= INSTRUCTION A =
Please answer these questions from the editorial on the Conservatives' crime package:
(i) In which newspaper did Conrad Black write about the Conservatives' tough-on-crime initiatives?
(ii) What is the full name of the U.S. initiative that Newt Gingrich, Edwin Meese III and William J. Bennett signed?
(iii) As few as how many marijuana plants could bring a stiff sentence under the Harper government's crime package?
= INSTRUCTION B =
Carry on the editorial about the Conservatives' tough-on-crime package, starting after its last sentence.

= EXCERPT PROVIDED =
>> start
Pubdate: Wed, 30 Mar 2011
Source: Victoria Times-Colonist (CN BC)
Copyright: 2011 Times Colonist
Contact: http://www2.canada.com/victoriatimescolonist/letters.html
Website: http://www.timescolonist.com/
Details: http://www.mapinc.org/media/481
Author: Robert Remington
Bookmark: http://www.mapinc.org/mjcn.htm (Marijuana - Canada)
Bookmark: http://www.mapinc.org/find?199 (Mandatory Minimum Sentencing)
Bookmark: http://www.mapinc.org/rehab.htm (Treatment)
Bookmark: http://www.mapinc.org/people/Conrad+Black

TOUGH ON TAXPAYERS, BUT DUMB ON CRIME

The non-confidence motion that toppled the Harper government kills 
every bill before the House and Senate, including the Tories' ill 
considered tough-on-crime package.

It, more than any other, led to the historic contempt citation 
against the Conservatives after the government balked at providing 
comprehensive information on the costs attached to it.

Considering that conservatives around the world are backing away from 
mandatory minimums and other tough-on-crime measures that the 
Conservatives are pitching, it was an ironic sword for the Tories to die on.

Rather than choosing less expensive, long-term rehabilitative 
solutions, the Conservatives are stubbornly bent on building prisons 
and other punitive measures, which none other than Conrad Black 
describes as "brutish."

Black, who knows a bit about prison life, wrote in the National Post 
that the Conservatives' tough-oncrime initiatives are "bad, unjust 
and expensive" and criticized Harper's proposed "orgy of prison building."

It is the same punitive approach that American conservatives are 
rejecting and which David Cameron's Conservatives in Britain are 
finding to be horrendously expensive.

In the U.S., prominent conservatives Newt Gingrich, former U.S. 
attorney general Edwin Meese III and ex-federal "drug czar" William 
J. Bennett are among the signatories of an initiative called Right on 
Crime: The Conservative Case for Reform (rightoncrime.com).

"Conservatives are known for being tough on crime, but we must also 
be tough on criminal justice spending," the group says. 
"Conservatives correctly insist that government services be evaluated 
on whether they produce the best possible results at the lowest 
possible cost." Prisons don't deliver, instead often resulting in 
prisoners returning to society more hardened, they say.

The Harper government's crime package prescribes mandatory minimums 
that include, for instance, stiff sentences for as little as six 
marijuana plants, which critics say will nab students and other small users.
>> end
= RECORDED INFORMATION =
>> start
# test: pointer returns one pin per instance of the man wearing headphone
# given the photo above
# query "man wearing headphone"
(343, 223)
>> end
= WRITTEN RESPONSE A =
(i) The National Post
(ii) Right on Crime: The Conservative Case for Reform
(iii) Six

= WRITTEN RESPONSE B =
It is an approach at odds with a 2002 federal Justice Department 
report saying that mandatory minimums "do not appear to influence 
drug consumption or drug-related crime in any measurable way. A 
variety of research methods concludes that treatment-based approaches 
are more cost-effective than lengthy prison terms."

Taheratul Haque of Queen's University's faculty of law agrees. "The 
evidence is quite clear -such a bill not only hurts small, vulnerable 
offenders who are much better off with other correctional solutions, 
but it also hurts taxpayers in costing them a lot of money for no 
benefit." Similar sentencing legislation is being repealed in many 
American states due to high cost and ineffectiveness.

Black wrote that mandatory minimums reduce judges to little more than 
clerks with rubber stamps.

"The underlying suspicion of Stephen Harper's government which is 
that the bench is infested with softies and that it is right to 
punish crimes more severely than they have been in the past -is a 
reactionary and brutish reflex that is presumably aimed at a 
political constituency unlikely to stray into the arms of this 
government's opponents anyway," Black wrote.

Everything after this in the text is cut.